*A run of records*
::::::::::

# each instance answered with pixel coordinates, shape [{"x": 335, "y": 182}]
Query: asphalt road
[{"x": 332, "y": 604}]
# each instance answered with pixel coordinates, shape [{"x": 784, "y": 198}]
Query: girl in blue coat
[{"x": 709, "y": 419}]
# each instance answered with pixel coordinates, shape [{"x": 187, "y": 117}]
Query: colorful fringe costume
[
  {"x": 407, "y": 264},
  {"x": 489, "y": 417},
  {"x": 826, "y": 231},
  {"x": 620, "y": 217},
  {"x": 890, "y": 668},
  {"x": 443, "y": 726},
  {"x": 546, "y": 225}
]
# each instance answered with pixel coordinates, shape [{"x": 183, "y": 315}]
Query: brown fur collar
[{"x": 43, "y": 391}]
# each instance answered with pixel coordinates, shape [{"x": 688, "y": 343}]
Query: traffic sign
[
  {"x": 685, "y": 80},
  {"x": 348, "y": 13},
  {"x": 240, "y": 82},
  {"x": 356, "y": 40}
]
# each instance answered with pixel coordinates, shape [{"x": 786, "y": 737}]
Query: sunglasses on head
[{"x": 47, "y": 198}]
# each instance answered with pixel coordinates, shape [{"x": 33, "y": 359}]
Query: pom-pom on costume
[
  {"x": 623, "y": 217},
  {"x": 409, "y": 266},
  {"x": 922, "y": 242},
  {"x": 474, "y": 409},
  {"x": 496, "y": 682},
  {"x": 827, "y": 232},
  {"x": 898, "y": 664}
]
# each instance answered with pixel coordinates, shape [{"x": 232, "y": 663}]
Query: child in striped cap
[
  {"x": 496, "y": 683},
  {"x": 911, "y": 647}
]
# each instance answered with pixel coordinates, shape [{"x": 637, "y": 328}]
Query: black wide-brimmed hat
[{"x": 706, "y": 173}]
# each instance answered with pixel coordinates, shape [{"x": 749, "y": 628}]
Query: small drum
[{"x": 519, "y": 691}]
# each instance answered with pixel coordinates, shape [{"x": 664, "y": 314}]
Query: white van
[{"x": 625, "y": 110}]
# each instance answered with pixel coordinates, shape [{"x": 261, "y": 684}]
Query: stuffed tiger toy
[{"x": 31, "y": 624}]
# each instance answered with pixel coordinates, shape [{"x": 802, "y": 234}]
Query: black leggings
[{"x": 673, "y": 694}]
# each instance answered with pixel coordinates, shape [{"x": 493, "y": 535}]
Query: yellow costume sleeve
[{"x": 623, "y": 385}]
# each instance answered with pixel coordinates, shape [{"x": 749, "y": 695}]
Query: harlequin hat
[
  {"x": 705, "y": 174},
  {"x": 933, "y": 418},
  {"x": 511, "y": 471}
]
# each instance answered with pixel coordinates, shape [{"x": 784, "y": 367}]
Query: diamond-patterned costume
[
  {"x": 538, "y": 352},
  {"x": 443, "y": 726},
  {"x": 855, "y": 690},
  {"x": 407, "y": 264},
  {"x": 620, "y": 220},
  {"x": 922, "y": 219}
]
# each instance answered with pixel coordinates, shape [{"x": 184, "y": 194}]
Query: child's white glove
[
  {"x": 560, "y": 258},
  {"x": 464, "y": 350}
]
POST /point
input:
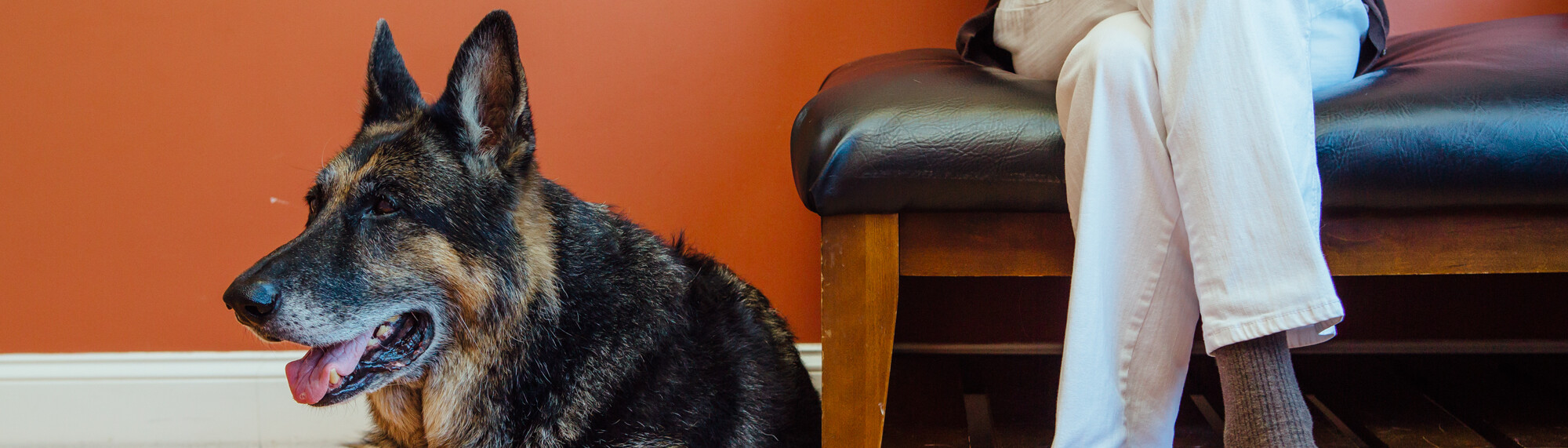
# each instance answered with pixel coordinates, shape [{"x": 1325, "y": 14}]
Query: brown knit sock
[{"x": 1263, "y": 403}]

::::::::::

*Exercise directions*
An exact transcription of all the entries is required, without the pictures.

*Answer to the problem*
# each instance answered with pixel coordinates, shape [{"x": 335, "y": 182}]
Query: asphalt road
[{"x": 332, "y": 604}]
# each instance answered with pixel coordinates, shape [{"x": 784, "y": 198}]
Query: girl in blue coat
[{"x": 709, "y": 419}]
# each instance answered with pixel coordinates, shape [{"x": 187, "y": 117}]
Query: colorful fringe costume
[
  {"x": 407, "y": 264},
  {"x": 489, "y": 417},
  {"x": 826, "y": 231},
  {"x": 620, "y": 217},
  {"x": 890, "y": 668},
  {"x": 443, "y": 726},
  {"x": 546, "y": 225}
]
# each instance answered with pixel coordinates, shape [{"x": 183, "y": 315}]
Query: brown fur collar
[{"x": 43, "y": 391}]
# each instance answered with pixel coordinates, shape [{"x": 688, "y": 343}]
Query: traffic sign
[
  {"x": 685, "y": 80},
  {"x": 348, "y": 13},
  {"x": 240, "y": 82},
  {"x": 356, "y": 40}
]
# each instance answered with pixel coordinates, shape [{"x": 786, "y": 737}]
Query: sunglasses on head
[{"x": 47, "y": 198}]
# each instance answered with pixel coordinates, shape [{"x": 33, "y": 359}]
Query: pom-pom on costume
[
  {"x": 623, "y": 217},
  {"x": 409, "y": 266},
  {"x": 922, "y": 242},
  {"x": 474, "y": 409},
  {"x": 496, "y": 682},
  {"x": 827, "y": 232},
  {"x": 898, "y": 664}
]
# each instance answered with pixel coordinates, shape [{"x": 232, "y": 663}]
Query: child in striped cap
[
  {"x": 496, "y": 683},
  {"x": 911, "y": 647}
]
# each instance answered with pixel coordinates, shape [{"x": 637, "y": 328}]
Query: black wide-brimmed hat
[{"x": 706, "y": 173}]
# each instance answered with pixel coordinates, shape [{"x": 749, "y": 628}]
Query: small drum
[{"x": 519, "y": 691}]
# each instance answered with pixel coordinates, shape [{"x": 664, "y": 314}]
Query: white van
[{"x": 625, "y": 110}]
# each instance answered with pixel coordinates, shape [{"x": 261, "y": 684}]
Query: stuffed tiger toy
[{"x": 31, "y": 624}]
# each instance answered with pixel coordinates, shape [{"x": 802, "y": 234}]
Query: black leggings
[{"x": 673, "y": 694}]
# each instance answered with pixel coordinates, shape [{"x": 493, "y": 535}]
Query: yellow costume sleeve
[{"x": 623, "y": 385}]
# each instance answered with pixel coordinates, shape [{"x": 749, "y": 695}]
Query: harlequin hat
[
  {"x": 705, "y": 174},
  {"x": 933, "y": 418},
  {"x": 511, "y": 471}
]
# each instance answered with pixel coordinates, shape [{"x": 784, "y": 367}]
Query: diamond-patterned costume
[
  {"x": 538, "y": 352},
  {"x": 443, "y": 726},
  {"x": 855, "y": 690},
  {"x": 407, "y": 264},
  {"x": 620, "y": 220},
  {"x": 922, "y": 219}
]
# each instance answered with pixel coordinates, shape [{"x": 184, "y": 194}]
Query: child's white glove
[
  {"x": 560, "y": 258},
  {"x": 464, "y": 350}
]
POST /point
input:
# each instance answered with pixel coordinates, shape [{"x": 1325, "y": 14}]
Query: brown knit sock
[{"x": 1263, "y": 403}]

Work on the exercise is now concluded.